__Work to complete__
Return the lines of the items below word for word, beginning at the line containing "I'm doing an inventory. Do you see any wooden cutting" and continuing through the line containing "233, 586, 482, 679", with both of those lines included. Give only those lines.

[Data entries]
☆ ☆ ☆ ☆ ☆ ☆ ☆

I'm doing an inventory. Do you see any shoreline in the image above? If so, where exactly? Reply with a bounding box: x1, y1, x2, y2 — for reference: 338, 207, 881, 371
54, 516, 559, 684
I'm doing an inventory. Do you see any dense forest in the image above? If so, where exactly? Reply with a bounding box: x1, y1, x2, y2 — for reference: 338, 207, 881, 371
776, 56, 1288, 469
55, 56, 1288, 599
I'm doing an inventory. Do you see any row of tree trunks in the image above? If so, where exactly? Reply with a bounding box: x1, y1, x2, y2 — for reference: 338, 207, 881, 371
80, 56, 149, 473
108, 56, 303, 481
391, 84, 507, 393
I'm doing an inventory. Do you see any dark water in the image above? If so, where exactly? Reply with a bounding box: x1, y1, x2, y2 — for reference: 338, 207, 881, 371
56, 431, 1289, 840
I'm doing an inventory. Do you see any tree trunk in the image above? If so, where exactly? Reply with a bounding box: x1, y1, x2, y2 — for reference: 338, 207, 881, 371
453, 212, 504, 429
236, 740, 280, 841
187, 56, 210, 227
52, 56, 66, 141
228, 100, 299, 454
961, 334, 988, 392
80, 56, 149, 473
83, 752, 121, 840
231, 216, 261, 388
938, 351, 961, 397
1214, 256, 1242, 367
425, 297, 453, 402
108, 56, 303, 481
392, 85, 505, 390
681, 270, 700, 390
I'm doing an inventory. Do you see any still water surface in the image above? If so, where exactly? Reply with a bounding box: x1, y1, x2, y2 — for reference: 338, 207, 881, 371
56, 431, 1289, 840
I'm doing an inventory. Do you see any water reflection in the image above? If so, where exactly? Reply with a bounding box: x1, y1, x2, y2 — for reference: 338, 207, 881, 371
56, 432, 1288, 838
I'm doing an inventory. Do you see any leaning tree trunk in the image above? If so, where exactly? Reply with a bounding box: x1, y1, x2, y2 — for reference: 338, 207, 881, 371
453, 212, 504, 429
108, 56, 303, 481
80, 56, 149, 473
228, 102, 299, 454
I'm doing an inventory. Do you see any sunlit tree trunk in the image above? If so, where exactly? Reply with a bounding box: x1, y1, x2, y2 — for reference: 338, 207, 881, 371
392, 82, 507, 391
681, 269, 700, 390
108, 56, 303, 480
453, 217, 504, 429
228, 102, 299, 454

☆ ☆ ☆ ☆ ☆ ☆ ☆

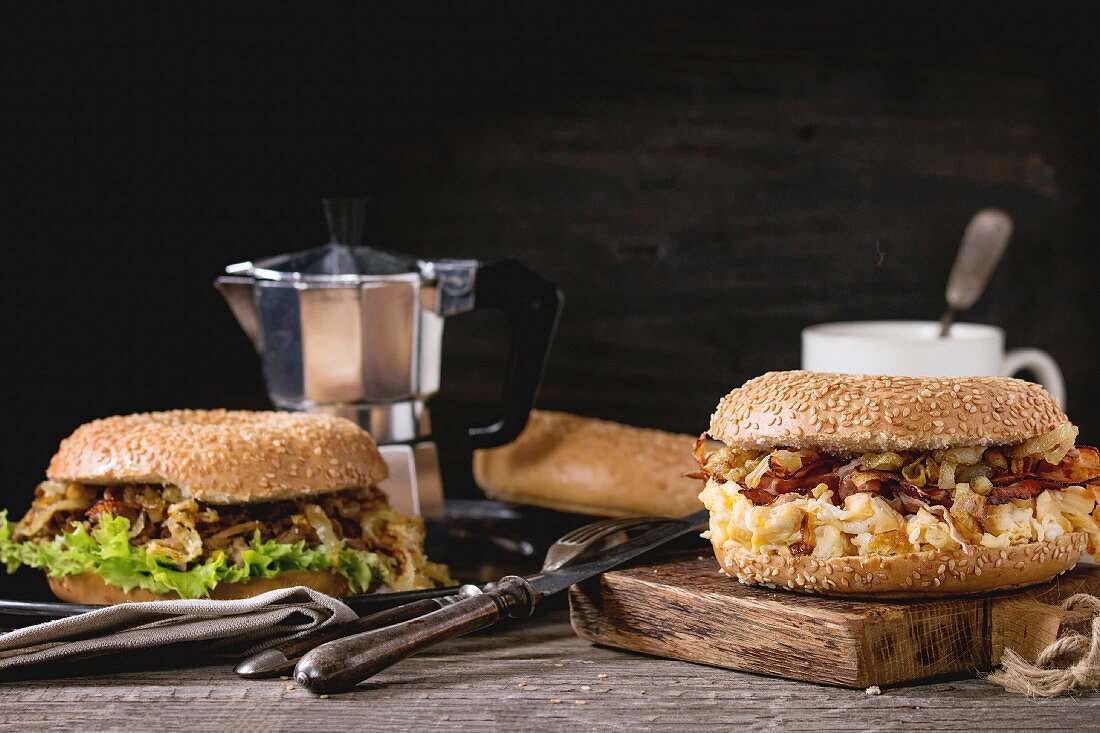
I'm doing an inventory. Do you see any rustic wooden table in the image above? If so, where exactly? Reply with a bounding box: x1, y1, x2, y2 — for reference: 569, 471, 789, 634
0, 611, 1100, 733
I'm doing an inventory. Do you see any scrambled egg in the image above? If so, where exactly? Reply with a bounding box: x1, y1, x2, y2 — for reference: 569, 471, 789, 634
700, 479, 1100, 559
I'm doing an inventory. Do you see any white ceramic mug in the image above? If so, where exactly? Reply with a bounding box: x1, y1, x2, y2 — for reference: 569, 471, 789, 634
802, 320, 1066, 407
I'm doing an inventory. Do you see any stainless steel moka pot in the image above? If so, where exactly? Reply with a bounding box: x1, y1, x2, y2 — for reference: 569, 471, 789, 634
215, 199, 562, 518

☆ ☆ ☆ ☆ ☆ ☆ ☆

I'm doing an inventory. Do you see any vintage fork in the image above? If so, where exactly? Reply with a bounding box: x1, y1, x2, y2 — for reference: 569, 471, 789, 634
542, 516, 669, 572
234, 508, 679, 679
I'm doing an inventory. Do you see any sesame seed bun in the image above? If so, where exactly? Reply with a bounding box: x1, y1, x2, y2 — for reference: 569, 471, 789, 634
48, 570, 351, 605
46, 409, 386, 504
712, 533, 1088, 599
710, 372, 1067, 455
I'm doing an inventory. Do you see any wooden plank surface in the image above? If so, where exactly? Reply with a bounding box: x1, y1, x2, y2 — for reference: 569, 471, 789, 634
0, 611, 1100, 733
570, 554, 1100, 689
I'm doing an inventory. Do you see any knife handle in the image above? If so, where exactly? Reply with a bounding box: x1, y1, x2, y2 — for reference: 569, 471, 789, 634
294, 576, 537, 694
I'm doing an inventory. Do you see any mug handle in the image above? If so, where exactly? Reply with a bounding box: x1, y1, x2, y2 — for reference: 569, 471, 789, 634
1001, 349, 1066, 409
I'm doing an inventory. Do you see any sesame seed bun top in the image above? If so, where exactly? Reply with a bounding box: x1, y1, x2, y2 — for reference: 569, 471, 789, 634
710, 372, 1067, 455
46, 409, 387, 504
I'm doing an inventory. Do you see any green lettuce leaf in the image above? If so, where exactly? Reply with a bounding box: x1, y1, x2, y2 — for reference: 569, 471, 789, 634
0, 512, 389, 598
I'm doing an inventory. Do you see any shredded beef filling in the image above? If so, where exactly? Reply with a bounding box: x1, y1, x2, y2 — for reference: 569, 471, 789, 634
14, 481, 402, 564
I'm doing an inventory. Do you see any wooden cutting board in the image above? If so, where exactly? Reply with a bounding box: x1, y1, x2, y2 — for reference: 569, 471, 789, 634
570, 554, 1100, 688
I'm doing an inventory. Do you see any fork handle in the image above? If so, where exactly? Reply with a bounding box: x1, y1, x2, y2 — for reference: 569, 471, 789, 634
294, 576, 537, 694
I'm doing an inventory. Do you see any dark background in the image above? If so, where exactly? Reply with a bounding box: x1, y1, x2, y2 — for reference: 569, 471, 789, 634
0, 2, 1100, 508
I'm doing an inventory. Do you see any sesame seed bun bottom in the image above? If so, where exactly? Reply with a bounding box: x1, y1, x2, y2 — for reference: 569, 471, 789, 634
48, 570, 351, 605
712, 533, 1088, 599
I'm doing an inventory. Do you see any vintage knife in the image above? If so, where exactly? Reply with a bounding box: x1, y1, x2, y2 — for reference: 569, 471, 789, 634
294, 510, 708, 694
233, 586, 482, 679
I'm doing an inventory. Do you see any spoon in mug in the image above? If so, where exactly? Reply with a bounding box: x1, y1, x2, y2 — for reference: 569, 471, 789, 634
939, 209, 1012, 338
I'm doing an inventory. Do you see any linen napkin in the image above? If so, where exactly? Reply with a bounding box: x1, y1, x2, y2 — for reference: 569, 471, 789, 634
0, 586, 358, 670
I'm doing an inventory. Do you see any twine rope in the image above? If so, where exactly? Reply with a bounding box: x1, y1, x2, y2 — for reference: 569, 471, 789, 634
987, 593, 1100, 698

☆ ☆ ☆ ☆ ☆ ☆ ☆

__Output__
I'm doing an inventory. Do you see any wooden cutting board in the image above? If so, where exactly? Reply with a bounding box: x1, y1, x2, y2 — for reference: 569, 471, 789, 634
570, 554, 1100, 688
I'm doing an inventory. Do you see any fork handle in the image above? If so, where exactly? Reply with a bounding box: x1, y1, x2, y2 — for reference: 569, 471, 789, 634
294, 576, 537, 694
I'm doing an inventory. Do you see any dark background in the image above? If so, where exactly? Reply with a bounding box: x1, y1, x2, y2 — for reference: 569, 471, 789, 634
0, 2, 1100, 508
I'm doing an inventory. Do you see any sesame seed bun bottom in the image above? If so, where exactly? Reply with a bounding box: x1, y1, x2, y2 — for reference: 569, 471, 789, 634
48, 570, 351, 605
712, 533, 1088, 599
I'm doing an inventory. Do you see any vintage knife in the image above? If so, where exactly? Reply with a bounding box: x1, y1, x2, y2 — for reference: 569, 471, 789, 634
294, 510, 708, 694
233, 586, 482, 679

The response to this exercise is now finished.